[Start of section]

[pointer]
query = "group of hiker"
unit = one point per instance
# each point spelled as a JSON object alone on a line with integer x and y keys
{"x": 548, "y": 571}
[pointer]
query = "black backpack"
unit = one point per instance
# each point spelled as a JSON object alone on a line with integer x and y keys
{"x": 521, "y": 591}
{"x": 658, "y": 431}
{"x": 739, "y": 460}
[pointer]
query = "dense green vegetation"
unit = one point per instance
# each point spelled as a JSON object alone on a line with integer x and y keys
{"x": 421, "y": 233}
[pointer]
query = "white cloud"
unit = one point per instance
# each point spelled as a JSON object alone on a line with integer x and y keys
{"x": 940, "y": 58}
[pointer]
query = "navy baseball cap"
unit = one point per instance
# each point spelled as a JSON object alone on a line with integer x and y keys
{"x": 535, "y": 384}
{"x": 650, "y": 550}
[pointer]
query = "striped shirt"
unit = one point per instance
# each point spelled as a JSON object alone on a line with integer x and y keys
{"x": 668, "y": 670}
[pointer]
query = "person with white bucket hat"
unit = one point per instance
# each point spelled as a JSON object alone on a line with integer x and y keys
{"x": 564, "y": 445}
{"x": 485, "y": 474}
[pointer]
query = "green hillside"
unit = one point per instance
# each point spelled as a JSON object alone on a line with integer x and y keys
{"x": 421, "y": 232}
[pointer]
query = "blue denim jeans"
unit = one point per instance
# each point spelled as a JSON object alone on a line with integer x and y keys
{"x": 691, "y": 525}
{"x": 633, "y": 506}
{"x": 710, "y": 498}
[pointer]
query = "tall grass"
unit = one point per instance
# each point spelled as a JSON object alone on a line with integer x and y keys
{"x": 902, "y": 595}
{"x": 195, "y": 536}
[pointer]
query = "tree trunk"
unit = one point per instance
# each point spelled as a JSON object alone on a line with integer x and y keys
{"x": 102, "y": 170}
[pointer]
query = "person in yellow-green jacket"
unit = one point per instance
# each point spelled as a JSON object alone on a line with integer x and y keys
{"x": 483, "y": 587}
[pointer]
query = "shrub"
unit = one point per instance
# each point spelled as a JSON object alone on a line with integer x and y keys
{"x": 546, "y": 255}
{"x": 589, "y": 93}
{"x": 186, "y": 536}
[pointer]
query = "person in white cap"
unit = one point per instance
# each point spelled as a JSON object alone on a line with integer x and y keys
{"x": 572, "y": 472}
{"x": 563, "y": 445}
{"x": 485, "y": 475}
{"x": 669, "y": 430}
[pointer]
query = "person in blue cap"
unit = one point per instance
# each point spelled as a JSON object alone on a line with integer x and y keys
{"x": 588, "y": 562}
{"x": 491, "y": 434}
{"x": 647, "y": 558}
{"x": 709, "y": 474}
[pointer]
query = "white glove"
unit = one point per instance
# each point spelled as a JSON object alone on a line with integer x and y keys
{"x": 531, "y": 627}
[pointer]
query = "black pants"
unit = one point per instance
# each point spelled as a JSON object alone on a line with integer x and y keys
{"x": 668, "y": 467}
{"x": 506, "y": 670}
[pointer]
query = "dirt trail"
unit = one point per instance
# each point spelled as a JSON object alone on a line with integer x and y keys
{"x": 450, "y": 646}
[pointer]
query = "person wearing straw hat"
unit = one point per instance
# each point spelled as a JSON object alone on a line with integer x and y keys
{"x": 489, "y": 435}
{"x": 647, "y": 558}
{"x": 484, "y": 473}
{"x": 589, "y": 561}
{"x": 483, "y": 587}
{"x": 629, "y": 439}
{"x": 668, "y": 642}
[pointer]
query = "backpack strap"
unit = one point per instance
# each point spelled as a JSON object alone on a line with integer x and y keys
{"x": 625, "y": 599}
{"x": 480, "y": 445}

[End of section]

* **WHAT IS BEING ASKED**: Every record above needs to be copied exactly.

* **SOLUTION BELOW**:
[pointer]
query = "group of hiker"
unit = one point per instance
# each point spelled as a JSON object alone on a line with integer x and y keys
{"x": 548, "y": 571}
[pointer]
query = "black backpack"
unit = one point per instance
# each point spelled as a JSON object alone on a line with integer x and y keys
{"x": 521, "y": 591}
{"x": 658, "y": 431}
{"x": 739, "y": 460}
[pointer]
query = "dense green vegetation"
unit = one point per instance
# each point spelled as a JSON object alone on a line with integer x and y keys
{"x": 421, "y": 233}
[pointer]
query = "white cloud"
unit = one point per instance
# each point spelled as a JSON object alone on a line with integer x and y keys
{"x": 940, "y": 58}
[pointer]
query = "navy baseball cap"
unit = one point per instance
# each point spelled as a JSON object alone on a line with integer x and y keys
{"x": 535, "y": 384}
{"x": 650, "y": 550}
[pointer]
query = "striped shirt"
unit = one point per instance
# each point spelled as a JSON object alone on a line with integer x and y keys
{"x": 668, "y": 670}
[pointer]
query = "person with white bucket hat"
unit = one point per instance
# each point spelled as a JSON object alone on a line with integer x and y keys
{"x": 564, "y": 445}
{"x": 485, "y": 474}
[pointer]
query = "green hillside"
unit = one point per instance
# each point spelled as a JSON object alone on a line with integer x and y keys
{"x": 421, "y": 232}
[pointer]
query = "blue denim jeans"
unit = one point per instance
# each point spelled as a JSON object alone on a line with integer x and y keys
{"x": 691, "y": 525}
{"x": 633, "y": 506}
{"x": 710, "y": 498}
[pointer]
query = "tall grass"
unit = one point per instance
# each point spelled as a JSON object alone on a line with integer x and y keys
{"x": 902, "y": 595}
{"x": 195, "y": 536}
[pointer]
query = "tree trunk"
unit = one point per instance
# each point spelled as a JSON object alone on a line with integer x and y keys
{"x": 102, "y": 170}
[pointer]
query = "person in yellow-green jacket"
unit = one point per instance
# each point spelled as a JSON object alone on a line with integer x and y keys
{"x": 483, "y": 587}
[pointer]
query = "shrub"
unit = one point per instance
# each point spelled as a JSON object alone on a line with integer x and y keys
{"x": 546, "y": 255}
{"x": 589, "y": 93}
{"x": 186, "y": 536}
[pointer]
query = "person in white cap"
unit = one point per instance
# each point spelled as a JSON object alone on a line with integer x and y keys
{"x": 572, "y": 472}
{"x": 563, "y": 445}
{"x": 485, "y": 475}
{"x": 669, "y": 430}
[pointer]
query = "person in blue cap"
unit = one point per instance
# each point spelled as a JSON object alone on a line with integer x and y keys
{"x": 588, "y": 562}
{"x": 491, "y": 434}
{"x": 647, "y": 558}
{"x": 709, "y": 474}
[pointer]
query = "white glove"
unit = one point per instance
# each point spelled as a JSON object alone on a line with integer x and y keys
{"x": 531, "y": 627}
[pointer]
query = "black pants"
unit = one point per instance
# each point spelled as a JSON object alone on a line with integer x and y keys
{"x": 668, "y": 467}
{"x": 506, "y": 670}
[pointer]
query = "dirt trail"
unit = one point per instance
# each point spelled as a JSON object alone on a line with integer x and y keys
{"x": 450, "y": 646}
[pointer]
query = "person wearing straw hat"
unit = one point per instance
# each point spelled as a JSON object alone on a line with integer x and y keys
{"x": 489, "y": 435}
{"x": 647, "y": 558}
{"x": 484, "y": 473}
{"x": 589, "y": 561}
{"x": 483, "y": 587}
{"x": 629, "y": 439}
{"x": 668, "y": 642}
[pointer]
query = "backpack strap"
unit = one point per instance
# each point spelled as a JSON object alone on a line with integer x and y keys
{"x": 625, "y": 599}
{"x": 480, "y": 445}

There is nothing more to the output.